→ **Extracted material**
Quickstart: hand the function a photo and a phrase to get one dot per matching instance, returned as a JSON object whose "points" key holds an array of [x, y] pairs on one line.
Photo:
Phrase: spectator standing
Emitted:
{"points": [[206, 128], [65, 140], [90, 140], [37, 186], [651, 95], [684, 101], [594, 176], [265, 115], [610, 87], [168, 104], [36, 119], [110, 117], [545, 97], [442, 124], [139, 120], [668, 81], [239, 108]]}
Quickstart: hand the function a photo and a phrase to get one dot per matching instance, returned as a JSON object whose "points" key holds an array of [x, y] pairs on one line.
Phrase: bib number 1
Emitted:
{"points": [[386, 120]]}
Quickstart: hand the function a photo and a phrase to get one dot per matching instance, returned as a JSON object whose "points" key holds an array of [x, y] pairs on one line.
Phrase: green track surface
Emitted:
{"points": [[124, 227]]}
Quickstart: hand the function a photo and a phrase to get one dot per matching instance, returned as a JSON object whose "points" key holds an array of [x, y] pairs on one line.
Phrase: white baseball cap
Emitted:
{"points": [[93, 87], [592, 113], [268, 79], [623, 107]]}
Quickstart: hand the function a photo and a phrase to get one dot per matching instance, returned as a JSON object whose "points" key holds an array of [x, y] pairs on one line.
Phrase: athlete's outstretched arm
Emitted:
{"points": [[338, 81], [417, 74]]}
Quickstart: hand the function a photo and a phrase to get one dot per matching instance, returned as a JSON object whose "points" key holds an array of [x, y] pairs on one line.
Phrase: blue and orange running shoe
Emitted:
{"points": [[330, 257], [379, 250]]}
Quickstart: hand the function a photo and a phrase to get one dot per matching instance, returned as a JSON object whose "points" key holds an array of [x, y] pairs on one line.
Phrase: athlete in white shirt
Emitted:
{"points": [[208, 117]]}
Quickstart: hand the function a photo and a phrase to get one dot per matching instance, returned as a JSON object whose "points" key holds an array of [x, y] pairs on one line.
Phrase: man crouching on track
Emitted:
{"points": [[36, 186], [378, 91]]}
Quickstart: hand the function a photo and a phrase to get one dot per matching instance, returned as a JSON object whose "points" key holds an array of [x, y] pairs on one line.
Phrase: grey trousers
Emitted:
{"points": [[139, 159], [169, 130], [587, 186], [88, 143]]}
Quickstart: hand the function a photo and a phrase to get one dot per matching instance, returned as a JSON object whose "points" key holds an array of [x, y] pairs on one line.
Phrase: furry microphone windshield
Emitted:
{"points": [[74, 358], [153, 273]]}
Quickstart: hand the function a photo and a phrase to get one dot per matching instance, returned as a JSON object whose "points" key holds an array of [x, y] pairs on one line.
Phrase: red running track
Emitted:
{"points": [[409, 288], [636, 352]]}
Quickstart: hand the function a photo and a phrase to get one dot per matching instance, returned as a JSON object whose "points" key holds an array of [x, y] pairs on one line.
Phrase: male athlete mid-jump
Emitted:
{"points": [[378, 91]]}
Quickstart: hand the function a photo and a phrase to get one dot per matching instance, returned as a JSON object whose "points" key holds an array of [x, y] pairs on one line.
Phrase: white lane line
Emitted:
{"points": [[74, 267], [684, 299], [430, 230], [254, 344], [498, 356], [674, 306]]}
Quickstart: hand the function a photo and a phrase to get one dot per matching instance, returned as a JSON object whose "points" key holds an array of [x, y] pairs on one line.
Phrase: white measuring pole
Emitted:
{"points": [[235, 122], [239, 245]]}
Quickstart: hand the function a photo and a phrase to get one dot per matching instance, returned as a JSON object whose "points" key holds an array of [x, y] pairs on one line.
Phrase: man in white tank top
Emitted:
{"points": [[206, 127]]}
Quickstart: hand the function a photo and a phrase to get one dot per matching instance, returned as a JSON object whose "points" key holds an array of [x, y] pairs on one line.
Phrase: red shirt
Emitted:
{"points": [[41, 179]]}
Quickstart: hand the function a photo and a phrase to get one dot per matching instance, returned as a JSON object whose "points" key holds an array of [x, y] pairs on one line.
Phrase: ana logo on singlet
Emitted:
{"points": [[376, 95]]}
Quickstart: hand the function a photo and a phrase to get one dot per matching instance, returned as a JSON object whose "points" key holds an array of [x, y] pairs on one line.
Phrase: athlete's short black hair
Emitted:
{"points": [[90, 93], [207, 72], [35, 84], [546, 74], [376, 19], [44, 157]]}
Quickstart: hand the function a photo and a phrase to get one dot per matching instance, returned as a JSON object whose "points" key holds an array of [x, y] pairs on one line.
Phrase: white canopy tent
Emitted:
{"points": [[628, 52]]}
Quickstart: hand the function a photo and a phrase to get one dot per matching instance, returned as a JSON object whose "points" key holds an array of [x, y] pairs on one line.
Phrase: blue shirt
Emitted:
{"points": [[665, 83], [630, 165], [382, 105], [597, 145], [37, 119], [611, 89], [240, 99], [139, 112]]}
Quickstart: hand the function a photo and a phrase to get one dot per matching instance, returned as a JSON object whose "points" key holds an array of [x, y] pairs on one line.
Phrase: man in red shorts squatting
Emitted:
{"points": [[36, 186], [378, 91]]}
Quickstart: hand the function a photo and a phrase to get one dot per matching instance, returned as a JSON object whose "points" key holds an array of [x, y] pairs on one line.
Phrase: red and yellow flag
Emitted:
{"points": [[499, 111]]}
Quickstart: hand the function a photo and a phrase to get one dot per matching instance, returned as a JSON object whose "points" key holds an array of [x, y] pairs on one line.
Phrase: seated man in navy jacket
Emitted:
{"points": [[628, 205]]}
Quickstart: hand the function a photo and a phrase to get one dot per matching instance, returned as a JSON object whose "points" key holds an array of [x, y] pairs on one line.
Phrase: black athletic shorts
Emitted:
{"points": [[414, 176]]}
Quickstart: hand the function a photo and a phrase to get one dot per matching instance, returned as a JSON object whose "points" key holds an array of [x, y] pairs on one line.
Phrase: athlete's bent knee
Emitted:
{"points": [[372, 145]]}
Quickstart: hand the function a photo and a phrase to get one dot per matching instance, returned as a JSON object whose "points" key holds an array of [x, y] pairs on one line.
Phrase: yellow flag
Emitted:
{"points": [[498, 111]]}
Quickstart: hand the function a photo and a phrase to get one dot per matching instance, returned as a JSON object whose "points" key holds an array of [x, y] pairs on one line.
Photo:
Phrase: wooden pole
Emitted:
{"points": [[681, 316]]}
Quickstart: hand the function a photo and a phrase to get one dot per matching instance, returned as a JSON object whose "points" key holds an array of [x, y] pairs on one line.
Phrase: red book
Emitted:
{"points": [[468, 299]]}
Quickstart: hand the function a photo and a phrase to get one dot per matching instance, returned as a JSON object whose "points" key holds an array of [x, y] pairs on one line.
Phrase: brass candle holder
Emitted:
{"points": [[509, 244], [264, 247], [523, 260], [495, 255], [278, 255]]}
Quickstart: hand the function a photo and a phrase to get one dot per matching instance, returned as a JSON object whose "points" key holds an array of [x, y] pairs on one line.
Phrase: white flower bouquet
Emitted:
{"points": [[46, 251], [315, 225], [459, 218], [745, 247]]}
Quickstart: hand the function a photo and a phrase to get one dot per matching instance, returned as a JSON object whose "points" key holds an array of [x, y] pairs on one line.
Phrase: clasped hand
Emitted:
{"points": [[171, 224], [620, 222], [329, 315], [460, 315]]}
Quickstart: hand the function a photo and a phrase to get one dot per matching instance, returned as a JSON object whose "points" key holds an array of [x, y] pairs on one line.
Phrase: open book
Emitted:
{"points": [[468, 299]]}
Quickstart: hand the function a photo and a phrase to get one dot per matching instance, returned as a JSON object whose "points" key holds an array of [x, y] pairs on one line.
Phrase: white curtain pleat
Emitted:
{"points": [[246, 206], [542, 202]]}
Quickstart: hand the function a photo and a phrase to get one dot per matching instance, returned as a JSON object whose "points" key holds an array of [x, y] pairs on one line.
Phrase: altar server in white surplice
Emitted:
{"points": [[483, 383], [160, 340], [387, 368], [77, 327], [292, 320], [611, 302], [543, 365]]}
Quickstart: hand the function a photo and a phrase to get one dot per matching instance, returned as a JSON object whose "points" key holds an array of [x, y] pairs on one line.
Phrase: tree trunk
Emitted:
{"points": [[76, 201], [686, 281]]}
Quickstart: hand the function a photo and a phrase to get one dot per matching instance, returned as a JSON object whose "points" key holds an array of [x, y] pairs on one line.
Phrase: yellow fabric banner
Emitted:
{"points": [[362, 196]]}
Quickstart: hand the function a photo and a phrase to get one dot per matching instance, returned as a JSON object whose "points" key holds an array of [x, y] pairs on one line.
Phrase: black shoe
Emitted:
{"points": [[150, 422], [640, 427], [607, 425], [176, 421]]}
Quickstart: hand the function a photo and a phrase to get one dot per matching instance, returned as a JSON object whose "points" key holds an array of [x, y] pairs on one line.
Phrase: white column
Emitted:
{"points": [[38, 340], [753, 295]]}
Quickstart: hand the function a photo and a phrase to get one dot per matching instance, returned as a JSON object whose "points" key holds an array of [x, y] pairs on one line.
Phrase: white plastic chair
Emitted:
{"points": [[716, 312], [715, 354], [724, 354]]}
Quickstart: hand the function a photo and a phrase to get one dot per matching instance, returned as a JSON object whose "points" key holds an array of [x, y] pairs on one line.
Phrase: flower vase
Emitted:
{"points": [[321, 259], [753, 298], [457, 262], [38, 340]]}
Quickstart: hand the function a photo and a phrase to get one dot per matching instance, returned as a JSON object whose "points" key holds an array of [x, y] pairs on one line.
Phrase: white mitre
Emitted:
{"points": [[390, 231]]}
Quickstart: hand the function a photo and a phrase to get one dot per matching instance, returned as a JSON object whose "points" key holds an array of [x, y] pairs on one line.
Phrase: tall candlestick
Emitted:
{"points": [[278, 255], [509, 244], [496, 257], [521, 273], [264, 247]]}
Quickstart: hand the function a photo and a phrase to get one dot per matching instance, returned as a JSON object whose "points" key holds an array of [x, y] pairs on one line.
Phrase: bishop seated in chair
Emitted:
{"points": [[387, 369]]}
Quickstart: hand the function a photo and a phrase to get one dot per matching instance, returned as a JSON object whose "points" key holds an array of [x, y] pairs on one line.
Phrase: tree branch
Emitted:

→ **Task objective**
Which lines of the listing contain the word "shoe"? Return each such line in full, treating case as significant.

→ **Written solution**
Phrase: blue and orange running shoe
Phrase: black shoe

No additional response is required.